[BEGIN Material to process]

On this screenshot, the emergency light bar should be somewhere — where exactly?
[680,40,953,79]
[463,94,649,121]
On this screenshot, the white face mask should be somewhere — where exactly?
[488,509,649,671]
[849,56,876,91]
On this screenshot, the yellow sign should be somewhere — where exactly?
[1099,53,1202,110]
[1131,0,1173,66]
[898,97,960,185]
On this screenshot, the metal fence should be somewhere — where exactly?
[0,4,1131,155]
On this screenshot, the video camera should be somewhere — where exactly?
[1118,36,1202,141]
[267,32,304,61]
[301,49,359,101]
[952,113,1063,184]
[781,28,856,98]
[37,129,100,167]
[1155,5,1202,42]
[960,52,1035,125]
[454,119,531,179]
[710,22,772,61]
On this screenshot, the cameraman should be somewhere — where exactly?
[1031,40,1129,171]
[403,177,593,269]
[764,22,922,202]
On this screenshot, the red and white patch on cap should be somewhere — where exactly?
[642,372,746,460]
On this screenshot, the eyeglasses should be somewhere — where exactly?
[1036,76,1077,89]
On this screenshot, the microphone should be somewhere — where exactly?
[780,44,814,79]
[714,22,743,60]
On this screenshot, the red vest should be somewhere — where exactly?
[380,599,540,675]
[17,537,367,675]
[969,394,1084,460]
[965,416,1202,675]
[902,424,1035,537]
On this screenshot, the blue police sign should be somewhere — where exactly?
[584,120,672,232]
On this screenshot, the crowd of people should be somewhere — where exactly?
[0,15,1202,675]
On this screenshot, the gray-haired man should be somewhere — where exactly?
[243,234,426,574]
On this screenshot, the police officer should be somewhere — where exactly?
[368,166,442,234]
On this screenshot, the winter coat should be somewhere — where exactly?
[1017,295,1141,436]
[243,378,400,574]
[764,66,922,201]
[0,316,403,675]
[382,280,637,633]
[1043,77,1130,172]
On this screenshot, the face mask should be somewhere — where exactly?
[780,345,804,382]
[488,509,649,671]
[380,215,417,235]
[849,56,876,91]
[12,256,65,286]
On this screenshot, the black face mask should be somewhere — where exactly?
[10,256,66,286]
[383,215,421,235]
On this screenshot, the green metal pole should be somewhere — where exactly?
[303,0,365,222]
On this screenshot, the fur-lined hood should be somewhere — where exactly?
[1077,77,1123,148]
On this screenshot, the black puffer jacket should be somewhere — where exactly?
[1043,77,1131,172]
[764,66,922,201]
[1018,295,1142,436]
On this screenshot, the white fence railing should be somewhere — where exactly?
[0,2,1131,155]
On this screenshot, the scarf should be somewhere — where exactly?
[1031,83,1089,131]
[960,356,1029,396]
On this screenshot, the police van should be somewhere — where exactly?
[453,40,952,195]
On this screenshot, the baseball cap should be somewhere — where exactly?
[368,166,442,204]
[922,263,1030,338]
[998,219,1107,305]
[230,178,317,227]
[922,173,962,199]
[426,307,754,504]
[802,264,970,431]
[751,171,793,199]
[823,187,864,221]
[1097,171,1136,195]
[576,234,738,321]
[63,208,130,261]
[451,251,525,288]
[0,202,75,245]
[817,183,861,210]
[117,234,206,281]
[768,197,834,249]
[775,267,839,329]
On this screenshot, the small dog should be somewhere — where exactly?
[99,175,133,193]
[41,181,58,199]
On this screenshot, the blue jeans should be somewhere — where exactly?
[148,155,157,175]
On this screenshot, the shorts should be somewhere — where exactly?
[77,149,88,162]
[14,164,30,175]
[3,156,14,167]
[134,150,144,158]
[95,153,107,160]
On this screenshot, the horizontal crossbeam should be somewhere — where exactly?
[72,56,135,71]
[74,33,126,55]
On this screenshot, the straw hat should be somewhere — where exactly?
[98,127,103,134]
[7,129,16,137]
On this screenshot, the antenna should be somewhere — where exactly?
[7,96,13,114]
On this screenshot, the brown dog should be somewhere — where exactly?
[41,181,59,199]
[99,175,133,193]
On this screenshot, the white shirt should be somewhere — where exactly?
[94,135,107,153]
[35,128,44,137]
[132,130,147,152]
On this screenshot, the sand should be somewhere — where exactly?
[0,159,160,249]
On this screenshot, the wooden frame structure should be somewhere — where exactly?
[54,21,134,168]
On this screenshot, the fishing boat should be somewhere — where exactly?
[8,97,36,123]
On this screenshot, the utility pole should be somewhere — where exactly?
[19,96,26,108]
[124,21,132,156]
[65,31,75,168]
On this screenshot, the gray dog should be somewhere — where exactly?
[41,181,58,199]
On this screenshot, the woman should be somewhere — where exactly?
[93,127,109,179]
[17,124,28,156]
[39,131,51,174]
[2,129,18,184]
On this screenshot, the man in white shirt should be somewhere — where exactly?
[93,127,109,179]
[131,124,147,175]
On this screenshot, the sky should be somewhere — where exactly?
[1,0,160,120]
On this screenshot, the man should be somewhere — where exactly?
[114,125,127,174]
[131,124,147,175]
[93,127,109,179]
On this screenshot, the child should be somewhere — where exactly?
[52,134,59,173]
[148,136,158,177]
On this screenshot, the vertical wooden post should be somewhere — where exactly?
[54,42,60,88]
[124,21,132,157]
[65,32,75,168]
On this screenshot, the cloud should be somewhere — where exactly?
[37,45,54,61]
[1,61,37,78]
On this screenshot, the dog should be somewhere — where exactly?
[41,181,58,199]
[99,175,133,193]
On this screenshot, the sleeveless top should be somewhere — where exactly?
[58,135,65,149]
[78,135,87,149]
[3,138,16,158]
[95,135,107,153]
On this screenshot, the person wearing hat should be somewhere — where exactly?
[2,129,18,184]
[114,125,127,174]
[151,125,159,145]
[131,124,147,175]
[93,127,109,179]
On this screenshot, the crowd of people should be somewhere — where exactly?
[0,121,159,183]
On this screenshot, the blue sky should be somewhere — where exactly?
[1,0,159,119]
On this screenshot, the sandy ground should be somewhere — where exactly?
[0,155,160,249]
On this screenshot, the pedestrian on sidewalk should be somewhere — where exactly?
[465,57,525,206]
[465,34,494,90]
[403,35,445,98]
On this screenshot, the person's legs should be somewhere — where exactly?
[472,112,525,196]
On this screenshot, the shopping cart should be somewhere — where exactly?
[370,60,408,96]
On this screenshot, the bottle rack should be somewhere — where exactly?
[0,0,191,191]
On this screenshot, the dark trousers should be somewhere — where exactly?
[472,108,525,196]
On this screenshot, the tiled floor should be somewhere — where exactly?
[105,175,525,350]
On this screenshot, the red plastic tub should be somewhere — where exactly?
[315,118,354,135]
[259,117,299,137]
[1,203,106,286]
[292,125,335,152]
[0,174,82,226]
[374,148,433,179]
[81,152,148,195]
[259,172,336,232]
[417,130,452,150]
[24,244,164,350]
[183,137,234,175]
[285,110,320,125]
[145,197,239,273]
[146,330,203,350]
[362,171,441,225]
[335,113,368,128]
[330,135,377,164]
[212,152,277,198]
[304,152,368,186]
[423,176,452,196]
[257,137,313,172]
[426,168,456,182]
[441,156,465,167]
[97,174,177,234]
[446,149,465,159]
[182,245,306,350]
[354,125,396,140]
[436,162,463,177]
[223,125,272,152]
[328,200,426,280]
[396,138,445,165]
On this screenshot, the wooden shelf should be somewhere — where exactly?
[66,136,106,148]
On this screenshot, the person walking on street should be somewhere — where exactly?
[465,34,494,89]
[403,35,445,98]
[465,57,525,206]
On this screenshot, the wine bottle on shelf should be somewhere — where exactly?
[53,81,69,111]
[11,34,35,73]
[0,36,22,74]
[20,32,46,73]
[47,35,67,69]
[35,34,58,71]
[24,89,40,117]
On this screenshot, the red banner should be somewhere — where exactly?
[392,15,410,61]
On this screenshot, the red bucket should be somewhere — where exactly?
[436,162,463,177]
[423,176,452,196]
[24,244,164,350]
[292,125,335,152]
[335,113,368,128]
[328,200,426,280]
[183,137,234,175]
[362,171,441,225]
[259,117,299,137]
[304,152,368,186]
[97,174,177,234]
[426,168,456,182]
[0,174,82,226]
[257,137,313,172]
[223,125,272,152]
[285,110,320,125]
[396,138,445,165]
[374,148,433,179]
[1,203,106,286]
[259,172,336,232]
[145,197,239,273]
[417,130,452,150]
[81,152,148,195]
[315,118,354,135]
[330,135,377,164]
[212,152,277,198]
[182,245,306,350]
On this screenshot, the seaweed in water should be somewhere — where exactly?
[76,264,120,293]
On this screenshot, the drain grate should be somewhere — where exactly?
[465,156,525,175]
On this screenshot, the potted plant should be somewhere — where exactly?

[END Material to process]

## What to produce
Can you reproduce, word for word, the lines in the records above, starting with the line containing "On this screenshot, the gray dog" and going on through the line containing "[95,135,107,153]"?

## Solution to this task
On this screenshot, the gray dog should be somewhere — where exactly?
[41,181,58,199]
On this screenshot, the woman should be somewhere — where exactly?
[93,127,109,179]
[17,124,28,156]
[39,131,51,174]
[2,129,18,184]
On this screenshot, the man in white shirt should be somewhere — where exactly?
[93,127,109,179]
[131,124,147,175]
On this screenshot, the sky should be somewhere — where exactly?
[1,0,160,120]
On this screenshot, the man should be somewhere — where exactly?
[114,125,127,174]
[131,124,147,175]
[93,127,109,179]
On this screenshot, the child should be somewhere — where exactly?
[52,134,59,173]
[148,136,158,177]
On this screenshot, the vertical wooden post should be somewhere — where exactly?
[54,42,60,88]
[124,21,132,157]
[65,32,75,168]
On this screenshot, the cloud should be somewhere — where exactly?
[37,45,54,61]
[1,61,37,78]
On this screenshot, the dog should be somewhere — where exactly?
[41,181,58,199]
[99,175,133,193]
On this screenshot, the sleeveless top should be somewhere — where exactly?
[58,135,65,149]
[78,135,87,149]
[3,138,16,158]
[95,135,107,153]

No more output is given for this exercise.